=== MATÉRIEL D'EXERCICE ===

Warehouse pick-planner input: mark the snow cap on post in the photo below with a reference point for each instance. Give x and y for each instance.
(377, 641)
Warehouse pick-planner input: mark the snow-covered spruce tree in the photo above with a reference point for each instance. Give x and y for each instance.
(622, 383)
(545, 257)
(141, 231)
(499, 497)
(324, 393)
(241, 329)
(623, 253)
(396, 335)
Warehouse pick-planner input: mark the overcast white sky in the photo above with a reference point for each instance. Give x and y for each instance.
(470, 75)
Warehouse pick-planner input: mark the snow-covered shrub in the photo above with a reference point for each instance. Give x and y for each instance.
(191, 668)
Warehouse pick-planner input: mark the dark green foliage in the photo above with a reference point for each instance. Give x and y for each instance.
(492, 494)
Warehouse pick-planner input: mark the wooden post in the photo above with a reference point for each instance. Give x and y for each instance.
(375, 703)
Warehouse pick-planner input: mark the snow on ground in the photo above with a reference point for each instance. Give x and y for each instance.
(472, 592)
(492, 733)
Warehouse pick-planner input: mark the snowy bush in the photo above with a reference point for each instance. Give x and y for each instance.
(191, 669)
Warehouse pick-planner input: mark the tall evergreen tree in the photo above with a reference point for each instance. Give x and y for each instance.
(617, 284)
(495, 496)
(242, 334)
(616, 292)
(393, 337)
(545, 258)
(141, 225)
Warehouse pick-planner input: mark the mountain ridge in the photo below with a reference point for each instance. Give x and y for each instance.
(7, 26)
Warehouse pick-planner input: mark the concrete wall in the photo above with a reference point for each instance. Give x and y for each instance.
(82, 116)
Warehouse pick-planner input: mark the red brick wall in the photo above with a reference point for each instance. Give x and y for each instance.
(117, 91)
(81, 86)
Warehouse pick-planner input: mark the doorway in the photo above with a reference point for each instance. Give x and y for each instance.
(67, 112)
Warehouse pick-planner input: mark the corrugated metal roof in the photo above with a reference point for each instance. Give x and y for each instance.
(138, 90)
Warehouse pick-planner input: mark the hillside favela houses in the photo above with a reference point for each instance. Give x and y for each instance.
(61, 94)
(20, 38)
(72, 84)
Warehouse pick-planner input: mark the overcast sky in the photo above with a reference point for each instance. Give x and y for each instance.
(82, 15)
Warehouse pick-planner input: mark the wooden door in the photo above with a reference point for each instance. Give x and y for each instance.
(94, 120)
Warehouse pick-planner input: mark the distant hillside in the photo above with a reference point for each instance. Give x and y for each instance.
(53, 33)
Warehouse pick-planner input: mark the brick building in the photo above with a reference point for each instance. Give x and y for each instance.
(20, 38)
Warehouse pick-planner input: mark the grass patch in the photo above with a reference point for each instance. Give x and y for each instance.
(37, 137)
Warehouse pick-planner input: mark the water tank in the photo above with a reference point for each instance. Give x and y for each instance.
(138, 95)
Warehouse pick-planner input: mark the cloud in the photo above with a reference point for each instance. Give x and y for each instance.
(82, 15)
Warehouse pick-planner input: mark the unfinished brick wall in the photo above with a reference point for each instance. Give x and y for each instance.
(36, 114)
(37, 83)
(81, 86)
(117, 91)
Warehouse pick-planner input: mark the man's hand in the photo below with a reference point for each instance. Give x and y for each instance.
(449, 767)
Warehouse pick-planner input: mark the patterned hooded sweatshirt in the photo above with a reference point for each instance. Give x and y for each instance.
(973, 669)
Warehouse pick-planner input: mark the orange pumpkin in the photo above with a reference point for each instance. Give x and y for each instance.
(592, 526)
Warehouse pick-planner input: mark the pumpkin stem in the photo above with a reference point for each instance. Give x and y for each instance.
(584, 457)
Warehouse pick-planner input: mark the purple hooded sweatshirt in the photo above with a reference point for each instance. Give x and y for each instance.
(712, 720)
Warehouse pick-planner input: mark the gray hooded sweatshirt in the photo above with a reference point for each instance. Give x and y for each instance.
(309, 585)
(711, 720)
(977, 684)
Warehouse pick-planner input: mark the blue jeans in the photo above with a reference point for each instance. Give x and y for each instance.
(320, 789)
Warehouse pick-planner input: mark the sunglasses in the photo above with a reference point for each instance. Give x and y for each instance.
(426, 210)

=== OBJECTIF DE LA TÂCHE ===
Modifiez l'ensemble des données ci-dessus en remplaçant « pick-planner » par « route-planner » à chaque occurrence, sans rien changer d'autre.

=== RÉSULTAT DE LA TÂCHE ===
Warehouse route-planner input: mark the snow cap on post in the photo below with a reference point for each instance. Give x and y for each instance.
(377, 641)
Warehouse route-planner input: mark the snow-covered spruce tree in the photo above with a reference point for each instance. Give x and y for each instance.
(622, 383)
(545, 257)
(141, 231)
(499, 497)
(324, 393)
(241, 329)
(623, 253)
(396, 335)
Warehouse route-planner input: mark the overcast white sky in the photo above with a reference point for each instance. Give x and y for each instance.
(470, 75)
Warehouse route-planner input: mark the snow-covered shrub in the photo above with a reference point for each instance. Give x and y for each instance.
(191, 668)
Warehouse route-planner input: mark the dark green foliage in the photo above with a reference point for each instance. Give x and y for each instance.
(492, 494)
Warehouse route-planner input: mark the wooden post in the photo above with a reference point for each instance. Give x and y for each instance.
(375, 703)
Warehouse route-planner input: mark the snow on ground in the photo above with a reference point for each instance. Give x and y for each instance.
(472, 592)
(492, 733)
Warehouse route-planner input: mark the snowy bush in the photo above with a reference point for each instance. Give x and y for each instance.
(191, 669)
Warehouse route-planner input: mark the tall evergreen tree in the photo above with a reference point for each instance. Give x and y for each instance.
(617, 284)
(495, 496)
(242, 334)
(616, 292)
(393, 337)
(545, 258)
(141, 225)
Warehouse route-planner input: mark the mountain ridge in the photo below with a reference point for each instance. Give x and y for each instance.
(7, 26)
Warehouse route-planner input: mark the concrete wall in the photo above with a reference point for each instance. Give x and y for each instance.
(82, 116)
Warehouse route-planner input: mark the red brick wall in the photo above with a reference point for each instance. Give x and y for each instance.
(117, 91)
(81, 86)
Warehouse route-planner input: mark the doorway in the photo above with a reference point for each instance. Give x and y for each instance.
(67, 112)
Warehouse route-planner input: mark the corrugated metal roof in the photo above with a reference point for each instance. Give x and y for each instance.
(138, 90)
Warehouse route-planner input: mark the hillside favela houses in the photo above with a reference point for each instance. Give x and y for each instance.
(61, 94)
(20, 38)
(72, 84)
Warehouse route-planner input: mark the overcast sky in the photo above with a reference point for each instance. Give x and y for each instance.
(82, 15)
Warehouse route-planner input: mark the wooden door in the photo above with a reference point for each instance. Give x and y for each instance.
(94, 120)
Warehouse route-planner input: mark the distant hillside in the photo above with a reference point for each instance. Give x and y for each instance.
(53, 33)
Warehouse route-planner input: mark the brick building in the photo above with a reference point for each instance. Give x and y for each instance.
(20, 38)
Warehouse route-planner input: mark the grass patch in the photo above with a reference point for each instance. Give x and y for each instance.
(37, 137)
Warehouse route-planner input: mark the water tank in the photo above with a reference point for each instance. Give x and y for each instance.
(138, 95)
Warehouse route-planner input: mark the cloud in the photo above with a reference point for each instance. Give x and y for each instance.
(82, 15)
Warehouse route-planner input: mark the unfinished brick wall in the photo above with a reference point for each instance. Give x and y for each instance.
(36, 114)
(37, 83)
(81, 86)
(117, 91)
Warehouse route-planner input: mark the man's hand in the photo below with a reference point for each instance. Give x and y for each instance.
(449, 767)
Warehouse route-planner input: mark the patterned hooded sweatshirt in the photo above with a reference point for each instance. Give x and y for each instance.
(973, 669)
Warehouse route-planner input: mark the orange pumpkin in the photo above with a reference point for each instance. Give x and y for each instance.
(592, 526)
Warehouse route-planner input: mark the pumpkin stem in the photo above with a reference point for each instance. Give x and y for each instance.
(584, 457)
Warehouse route-planner input: mark the purple hooded sweatshirt in the photo above with a reference point for each instance. Give x and y for each instance.
(712, 720)
Warehouse route-planner input: mark the gray hooded sweatshirt in the photo above with a reference point for each instance. Give x and y for each instance.
(309, 585)
(711, 720)
(977, 684)
Warehouse route-planner input: mark the blue jeans in the photo above with a reference point for each instance. Give x and y for each instance.
(320, 789)
Warehouse route-planner input: mark the sunglasses in the photo above with a reference point for each instance. Give x and y for each instance.
(426, 210)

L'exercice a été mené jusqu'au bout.